◆ **The task**
Arrange the records as a Markdown table with the columns No. and Text. Begin at the line that contains "negative clicks: (372, 376)", continue through the end of the records, and omit any blank lines.

Extracted data entries
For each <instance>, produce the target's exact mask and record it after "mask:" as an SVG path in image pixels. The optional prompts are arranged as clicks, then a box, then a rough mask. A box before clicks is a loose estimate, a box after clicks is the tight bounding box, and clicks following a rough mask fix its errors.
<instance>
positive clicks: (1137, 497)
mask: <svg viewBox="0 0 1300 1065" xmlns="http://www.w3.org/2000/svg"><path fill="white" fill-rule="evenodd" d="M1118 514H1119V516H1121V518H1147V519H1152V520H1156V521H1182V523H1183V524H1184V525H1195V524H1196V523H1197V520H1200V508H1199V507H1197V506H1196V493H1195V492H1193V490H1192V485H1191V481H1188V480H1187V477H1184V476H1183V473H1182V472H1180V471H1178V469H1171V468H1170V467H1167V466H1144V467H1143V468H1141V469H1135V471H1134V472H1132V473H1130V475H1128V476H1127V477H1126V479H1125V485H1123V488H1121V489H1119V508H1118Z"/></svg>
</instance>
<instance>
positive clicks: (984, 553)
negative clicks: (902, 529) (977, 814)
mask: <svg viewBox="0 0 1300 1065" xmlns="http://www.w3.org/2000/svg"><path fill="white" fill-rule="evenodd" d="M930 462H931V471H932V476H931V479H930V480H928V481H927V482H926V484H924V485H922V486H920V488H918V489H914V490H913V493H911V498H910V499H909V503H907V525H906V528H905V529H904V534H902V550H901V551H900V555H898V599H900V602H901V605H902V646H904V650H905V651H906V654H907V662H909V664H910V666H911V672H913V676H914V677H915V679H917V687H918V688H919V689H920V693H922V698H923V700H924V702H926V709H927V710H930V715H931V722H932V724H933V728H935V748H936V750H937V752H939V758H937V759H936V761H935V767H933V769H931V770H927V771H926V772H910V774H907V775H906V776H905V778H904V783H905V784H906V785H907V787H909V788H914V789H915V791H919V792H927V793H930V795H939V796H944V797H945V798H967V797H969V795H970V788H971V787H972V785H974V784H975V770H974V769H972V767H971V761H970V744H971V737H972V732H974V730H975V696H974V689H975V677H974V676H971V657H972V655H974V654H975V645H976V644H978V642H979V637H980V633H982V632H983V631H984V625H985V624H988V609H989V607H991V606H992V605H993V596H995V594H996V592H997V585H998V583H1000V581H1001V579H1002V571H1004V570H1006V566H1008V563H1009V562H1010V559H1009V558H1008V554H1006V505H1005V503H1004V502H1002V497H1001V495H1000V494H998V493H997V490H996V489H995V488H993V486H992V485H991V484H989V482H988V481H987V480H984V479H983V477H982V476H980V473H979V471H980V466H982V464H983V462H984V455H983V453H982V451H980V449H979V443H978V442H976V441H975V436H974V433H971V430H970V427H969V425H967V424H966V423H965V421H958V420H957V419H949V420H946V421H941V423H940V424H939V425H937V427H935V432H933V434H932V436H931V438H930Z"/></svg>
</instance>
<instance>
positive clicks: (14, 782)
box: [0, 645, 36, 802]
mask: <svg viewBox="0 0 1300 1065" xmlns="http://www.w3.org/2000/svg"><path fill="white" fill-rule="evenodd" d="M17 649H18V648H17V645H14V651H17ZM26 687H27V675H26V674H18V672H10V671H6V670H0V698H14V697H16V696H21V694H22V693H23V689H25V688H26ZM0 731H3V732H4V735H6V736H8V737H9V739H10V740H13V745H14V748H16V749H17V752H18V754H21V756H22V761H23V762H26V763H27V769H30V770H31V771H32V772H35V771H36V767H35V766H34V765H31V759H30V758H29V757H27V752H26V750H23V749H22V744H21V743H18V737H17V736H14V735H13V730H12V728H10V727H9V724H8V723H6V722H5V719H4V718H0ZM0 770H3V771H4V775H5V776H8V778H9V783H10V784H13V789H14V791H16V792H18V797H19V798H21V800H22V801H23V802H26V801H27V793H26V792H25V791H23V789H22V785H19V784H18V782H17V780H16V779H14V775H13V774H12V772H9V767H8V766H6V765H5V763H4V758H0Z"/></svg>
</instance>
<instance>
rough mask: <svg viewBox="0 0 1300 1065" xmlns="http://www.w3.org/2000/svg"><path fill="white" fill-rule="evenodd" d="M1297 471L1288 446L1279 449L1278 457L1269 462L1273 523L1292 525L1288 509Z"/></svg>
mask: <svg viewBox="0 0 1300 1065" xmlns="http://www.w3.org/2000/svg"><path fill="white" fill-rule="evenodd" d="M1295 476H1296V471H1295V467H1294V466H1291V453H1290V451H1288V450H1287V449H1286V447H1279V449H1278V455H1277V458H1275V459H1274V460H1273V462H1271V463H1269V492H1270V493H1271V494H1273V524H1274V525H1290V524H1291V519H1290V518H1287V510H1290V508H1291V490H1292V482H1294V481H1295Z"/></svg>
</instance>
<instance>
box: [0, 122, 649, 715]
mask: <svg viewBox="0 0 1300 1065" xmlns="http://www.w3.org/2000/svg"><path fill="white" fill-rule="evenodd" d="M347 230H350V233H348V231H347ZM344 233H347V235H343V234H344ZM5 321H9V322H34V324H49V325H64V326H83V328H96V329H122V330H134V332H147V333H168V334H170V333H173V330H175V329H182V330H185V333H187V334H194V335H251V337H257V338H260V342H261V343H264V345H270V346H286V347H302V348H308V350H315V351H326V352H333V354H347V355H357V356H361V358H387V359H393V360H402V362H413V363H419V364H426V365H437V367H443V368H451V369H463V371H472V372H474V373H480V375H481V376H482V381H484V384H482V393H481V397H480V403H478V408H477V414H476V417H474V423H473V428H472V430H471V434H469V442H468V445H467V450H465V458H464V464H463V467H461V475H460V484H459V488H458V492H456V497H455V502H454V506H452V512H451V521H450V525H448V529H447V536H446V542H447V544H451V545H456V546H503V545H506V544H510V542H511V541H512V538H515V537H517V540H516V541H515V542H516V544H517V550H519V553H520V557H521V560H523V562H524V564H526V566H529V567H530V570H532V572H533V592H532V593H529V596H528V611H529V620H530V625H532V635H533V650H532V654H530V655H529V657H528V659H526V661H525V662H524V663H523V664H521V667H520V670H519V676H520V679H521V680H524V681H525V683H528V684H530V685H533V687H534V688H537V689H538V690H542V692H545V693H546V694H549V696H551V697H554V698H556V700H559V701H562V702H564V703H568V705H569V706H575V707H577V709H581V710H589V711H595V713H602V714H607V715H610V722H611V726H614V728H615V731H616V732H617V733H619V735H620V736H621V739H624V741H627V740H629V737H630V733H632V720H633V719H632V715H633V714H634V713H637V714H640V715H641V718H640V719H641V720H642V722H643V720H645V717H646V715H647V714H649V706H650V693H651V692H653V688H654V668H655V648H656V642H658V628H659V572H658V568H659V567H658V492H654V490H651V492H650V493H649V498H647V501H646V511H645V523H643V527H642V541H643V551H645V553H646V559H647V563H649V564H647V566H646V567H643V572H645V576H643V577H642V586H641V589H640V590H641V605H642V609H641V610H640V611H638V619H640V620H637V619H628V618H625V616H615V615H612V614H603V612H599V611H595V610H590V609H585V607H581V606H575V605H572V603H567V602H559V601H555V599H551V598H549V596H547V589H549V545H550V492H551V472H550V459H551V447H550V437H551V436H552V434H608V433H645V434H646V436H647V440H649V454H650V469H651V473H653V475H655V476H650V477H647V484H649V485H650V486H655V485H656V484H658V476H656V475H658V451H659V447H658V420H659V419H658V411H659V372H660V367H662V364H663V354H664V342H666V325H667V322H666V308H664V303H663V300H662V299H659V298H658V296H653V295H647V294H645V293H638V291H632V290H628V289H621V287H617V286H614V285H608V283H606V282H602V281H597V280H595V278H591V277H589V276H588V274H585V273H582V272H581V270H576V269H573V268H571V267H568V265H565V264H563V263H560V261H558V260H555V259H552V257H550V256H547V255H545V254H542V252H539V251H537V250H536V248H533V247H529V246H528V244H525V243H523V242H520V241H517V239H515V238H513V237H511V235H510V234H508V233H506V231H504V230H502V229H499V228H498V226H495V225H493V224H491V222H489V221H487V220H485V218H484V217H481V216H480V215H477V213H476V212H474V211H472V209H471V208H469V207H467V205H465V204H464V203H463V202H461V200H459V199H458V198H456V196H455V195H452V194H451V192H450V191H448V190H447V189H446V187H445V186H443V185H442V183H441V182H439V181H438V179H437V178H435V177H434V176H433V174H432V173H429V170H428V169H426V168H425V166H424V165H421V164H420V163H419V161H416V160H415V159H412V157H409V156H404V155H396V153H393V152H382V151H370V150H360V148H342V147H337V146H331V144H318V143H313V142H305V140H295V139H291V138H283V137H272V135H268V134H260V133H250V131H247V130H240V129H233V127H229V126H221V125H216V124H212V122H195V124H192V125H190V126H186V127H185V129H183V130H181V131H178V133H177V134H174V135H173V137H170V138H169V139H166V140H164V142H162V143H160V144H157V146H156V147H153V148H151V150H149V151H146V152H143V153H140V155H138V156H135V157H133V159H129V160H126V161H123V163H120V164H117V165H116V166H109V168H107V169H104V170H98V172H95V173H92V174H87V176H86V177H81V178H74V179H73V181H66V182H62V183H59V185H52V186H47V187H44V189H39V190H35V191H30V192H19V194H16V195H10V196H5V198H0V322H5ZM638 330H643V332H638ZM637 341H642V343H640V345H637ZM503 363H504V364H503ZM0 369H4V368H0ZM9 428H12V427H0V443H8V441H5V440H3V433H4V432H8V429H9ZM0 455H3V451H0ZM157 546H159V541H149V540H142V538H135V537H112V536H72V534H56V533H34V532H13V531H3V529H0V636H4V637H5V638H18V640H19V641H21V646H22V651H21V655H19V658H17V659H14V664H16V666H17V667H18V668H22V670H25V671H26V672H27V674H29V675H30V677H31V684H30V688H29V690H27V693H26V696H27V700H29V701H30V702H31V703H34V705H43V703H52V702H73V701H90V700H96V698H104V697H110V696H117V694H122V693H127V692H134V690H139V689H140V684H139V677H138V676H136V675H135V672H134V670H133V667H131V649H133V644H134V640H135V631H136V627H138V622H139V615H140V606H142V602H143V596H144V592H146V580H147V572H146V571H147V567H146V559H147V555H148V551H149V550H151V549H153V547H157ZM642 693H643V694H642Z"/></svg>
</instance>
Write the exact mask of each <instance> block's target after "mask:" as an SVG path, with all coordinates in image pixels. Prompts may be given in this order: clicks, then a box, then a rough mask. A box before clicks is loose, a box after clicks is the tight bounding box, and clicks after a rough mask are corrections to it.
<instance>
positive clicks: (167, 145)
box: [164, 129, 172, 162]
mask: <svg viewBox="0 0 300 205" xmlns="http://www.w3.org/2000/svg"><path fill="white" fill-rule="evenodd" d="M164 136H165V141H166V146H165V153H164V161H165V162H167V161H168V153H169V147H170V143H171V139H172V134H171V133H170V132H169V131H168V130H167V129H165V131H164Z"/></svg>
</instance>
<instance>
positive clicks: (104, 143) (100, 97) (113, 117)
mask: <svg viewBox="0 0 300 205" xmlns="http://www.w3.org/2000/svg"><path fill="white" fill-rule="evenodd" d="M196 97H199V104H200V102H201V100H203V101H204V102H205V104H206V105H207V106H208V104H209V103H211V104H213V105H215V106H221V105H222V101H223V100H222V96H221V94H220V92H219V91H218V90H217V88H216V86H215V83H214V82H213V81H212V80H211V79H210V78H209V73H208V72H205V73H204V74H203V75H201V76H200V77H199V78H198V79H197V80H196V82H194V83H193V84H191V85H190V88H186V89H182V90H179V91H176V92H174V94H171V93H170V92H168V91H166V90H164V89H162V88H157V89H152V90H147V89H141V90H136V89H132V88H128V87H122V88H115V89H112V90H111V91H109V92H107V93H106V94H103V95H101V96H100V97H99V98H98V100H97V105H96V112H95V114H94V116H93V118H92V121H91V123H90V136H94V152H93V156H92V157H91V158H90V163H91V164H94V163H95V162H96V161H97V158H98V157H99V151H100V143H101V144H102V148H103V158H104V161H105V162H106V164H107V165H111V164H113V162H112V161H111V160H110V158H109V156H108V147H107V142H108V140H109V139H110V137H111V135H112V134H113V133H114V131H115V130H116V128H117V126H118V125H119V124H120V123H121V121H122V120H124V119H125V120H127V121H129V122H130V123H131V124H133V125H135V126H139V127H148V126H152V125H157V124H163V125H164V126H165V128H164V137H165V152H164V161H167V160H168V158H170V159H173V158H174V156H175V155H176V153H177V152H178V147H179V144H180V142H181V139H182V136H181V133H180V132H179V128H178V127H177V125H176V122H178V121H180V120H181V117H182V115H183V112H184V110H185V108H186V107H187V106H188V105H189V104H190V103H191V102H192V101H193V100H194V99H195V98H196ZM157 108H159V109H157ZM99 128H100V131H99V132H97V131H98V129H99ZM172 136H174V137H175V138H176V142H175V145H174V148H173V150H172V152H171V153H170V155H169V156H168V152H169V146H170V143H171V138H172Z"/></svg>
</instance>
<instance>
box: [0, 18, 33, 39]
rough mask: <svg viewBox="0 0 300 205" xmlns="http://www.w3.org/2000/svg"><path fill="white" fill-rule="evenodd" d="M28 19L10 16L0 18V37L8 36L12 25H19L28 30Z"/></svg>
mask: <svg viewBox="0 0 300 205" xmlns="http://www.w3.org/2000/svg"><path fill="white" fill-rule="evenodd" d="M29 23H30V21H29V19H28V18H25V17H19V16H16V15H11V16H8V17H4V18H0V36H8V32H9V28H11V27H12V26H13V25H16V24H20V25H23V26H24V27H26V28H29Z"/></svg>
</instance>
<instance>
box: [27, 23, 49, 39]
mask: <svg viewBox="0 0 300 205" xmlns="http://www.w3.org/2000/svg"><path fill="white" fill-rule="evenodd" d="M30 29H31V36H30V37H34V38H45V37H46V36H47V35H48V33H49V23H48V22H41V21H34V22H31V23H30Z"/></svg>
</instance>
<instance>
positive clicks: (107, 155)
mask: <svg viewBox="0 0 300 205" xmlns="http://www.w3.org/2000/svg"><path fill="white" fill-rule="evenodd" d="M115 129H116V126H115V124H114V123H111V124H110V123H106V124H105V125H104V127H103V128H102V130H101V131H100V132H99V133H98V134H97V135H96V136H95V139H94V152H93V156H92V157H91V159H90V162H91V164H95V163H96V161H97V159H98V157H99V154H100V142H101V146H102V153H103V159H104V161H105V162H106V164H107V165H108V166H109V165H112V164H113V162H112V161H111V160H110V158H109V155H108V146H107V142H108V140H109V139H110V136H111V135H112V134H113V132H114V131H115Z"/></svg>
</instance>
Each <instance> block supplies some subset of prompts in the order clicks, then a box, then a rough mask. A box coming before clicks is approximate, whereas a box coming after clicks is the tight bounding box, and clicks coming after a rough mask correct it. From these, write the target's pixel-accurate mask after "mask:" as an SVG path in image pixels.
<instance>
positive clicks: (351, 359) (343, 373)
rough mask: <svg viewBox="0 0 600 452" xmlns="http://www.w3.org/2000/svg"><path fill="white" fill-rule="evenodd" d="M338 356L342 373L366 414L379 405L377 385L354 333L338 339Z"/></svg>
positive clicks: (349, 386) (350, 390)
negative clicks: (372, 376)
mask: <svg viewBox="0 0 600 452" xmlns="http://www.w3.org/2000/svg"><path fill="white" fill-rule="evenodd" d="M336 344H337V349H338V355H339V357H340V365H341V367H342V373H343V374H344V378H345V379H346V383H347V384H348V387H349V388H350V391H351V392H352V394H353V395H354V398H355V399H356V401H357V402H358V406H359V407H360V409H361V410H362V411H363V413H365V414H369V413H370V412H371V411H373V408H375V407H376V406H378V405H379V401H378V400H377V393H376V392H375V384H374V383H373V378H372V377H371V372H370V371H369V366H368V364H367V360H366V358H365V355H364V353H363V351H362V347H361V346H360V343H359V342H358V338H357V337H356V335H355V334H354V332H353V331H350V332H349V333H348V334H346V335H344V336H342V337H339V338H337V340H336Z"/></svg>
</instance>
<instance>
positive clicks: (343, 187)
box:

◆ **Solution for this problem**
| No. | Text |
|---|---|
| 1 | negative clicks: (372, 376) |
| 2 | mask: <svg viewBox="0 0 600 452" xmlns="http://www.w3.org/2000/svg"><path fill="white" fill-rule="evenodd" d="M336 344H337V349H338V355H339V357H340V365H341V367H342V373H343V374H344V378H345V379H346V383H347V384H348V387H349V388H350V391H351V392H352V394H353V395H354V398H355V399H356V401H357V402H358V406H359V407H360V409H361V410H362V411H363V413H365V414H369V413H370V412H371V411H373V408H375V407H376V406H378V405H379V401H378V400H377V393H376V392H375V384H374V383H373V378H372V377H371V372H370V371H369V366H368V364H367V360H366V358H365V355H364V353H363V351H362V347H361V346H360V343H359V342H358V338H357V337H356V335H355V334H354V332H353V331H350V332H349V333H348V334H346V335H344V336H342V337H339V338H337V340H336Z"/></svg> |
| 3 | </instance> |
| 4 | <instance> |
| 5 | positive clicks: (343, 187) |
| 6 | box: |